SHORT PROBLEM:
Find each line in the records below that contains the word "tall" and copy those lines.

►

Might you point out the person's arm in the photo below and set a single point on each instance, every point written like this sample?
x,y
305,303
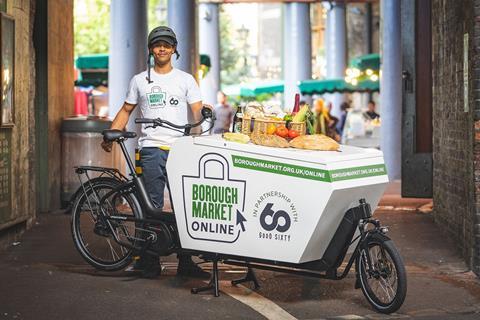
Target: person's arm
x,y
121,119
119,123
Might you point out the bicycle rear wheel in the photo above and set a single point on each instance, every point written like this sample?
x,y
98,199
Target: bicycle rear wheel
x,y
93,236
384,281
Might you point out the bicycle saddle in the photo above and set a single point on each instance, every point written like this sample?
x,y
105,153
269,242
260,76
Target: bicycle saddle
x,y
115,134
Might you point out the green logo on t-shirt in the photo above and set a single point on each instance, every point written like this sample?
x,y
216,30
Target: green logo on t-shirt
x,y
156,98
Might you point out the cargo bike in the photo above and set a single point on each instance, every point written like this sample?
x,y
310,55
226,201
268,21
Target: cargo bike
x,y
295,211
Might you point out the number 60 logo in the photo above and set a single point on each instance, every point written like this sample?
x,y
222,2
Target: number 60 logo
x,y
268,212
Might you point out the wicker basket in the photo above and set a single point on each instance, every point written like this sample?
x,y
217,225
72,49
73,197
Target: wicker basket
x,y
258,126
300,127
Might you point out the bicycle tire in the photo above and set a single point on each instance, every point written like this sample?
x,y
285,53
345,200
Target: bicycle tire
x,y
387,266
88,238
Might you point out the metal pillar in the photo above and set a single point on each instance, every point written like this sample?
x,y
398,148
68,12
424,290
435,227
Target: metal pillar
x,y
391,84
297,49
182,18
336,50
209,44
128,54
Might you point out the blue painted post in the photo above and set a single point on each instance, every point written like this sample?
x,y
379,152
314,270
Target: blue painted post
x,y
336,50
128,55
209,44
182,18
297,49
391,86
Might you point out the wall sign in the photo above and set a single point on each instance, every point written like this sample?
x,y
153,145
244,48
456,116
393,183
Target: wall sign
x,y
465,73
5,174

◄
►

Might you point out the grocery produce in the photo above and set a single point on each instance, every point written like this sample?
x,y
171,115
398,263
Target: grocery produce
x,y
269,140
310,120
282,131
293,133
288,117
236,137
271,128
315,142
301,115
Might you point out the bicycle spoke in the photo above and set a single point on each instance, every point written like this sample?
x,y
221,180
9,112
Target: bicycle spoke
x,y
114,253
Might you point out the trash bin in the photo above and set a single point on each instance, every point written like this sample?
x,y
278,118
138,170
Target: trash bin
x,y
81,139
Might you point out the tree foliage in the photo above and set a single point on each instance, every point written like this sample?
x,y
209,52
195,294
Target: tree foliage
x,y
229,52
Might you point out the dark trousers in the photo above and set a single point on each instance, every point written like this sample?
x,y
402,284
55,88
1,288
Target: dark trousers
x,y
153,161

◄
►

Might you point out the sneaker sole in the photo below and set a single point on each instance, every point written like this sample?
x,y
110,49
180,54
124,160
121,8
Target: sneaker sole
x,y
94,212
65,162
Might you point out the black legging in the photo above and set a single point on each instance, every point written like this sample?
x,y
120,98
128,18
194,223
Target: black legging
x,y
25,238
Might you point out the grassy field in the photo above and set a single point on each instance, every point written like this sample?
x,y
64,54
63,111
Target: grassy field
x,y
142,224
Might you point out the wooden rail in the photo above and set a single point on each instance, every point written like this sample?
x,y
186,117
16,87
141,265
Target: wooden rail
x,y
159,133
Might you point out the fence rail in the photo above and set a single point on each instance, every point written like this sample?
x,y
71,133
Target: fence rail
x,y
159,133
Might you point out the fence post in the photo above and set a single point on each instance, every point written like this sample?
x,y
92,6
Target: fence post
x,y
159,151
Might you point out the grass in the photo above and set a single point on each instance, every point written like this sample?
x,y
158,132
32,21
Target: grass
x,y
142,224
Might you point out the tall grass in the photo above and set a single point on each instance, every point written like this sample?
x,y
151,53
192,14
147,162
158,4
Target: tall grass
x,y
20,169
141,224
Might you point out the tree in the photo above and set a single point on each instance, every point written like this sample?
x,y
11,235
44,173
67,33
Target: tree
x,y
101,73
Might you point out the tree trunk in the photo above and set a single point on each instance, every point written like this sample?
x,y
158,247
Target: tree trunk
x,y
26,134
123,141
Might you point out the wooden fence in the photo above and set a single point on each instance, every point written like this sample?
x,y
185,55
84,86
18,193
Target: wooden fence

◄

WRITTEN REPLY:
Might you point out the tall grass in the photo above and set a single point on each instance, every point written like this sample?
Target: tall grass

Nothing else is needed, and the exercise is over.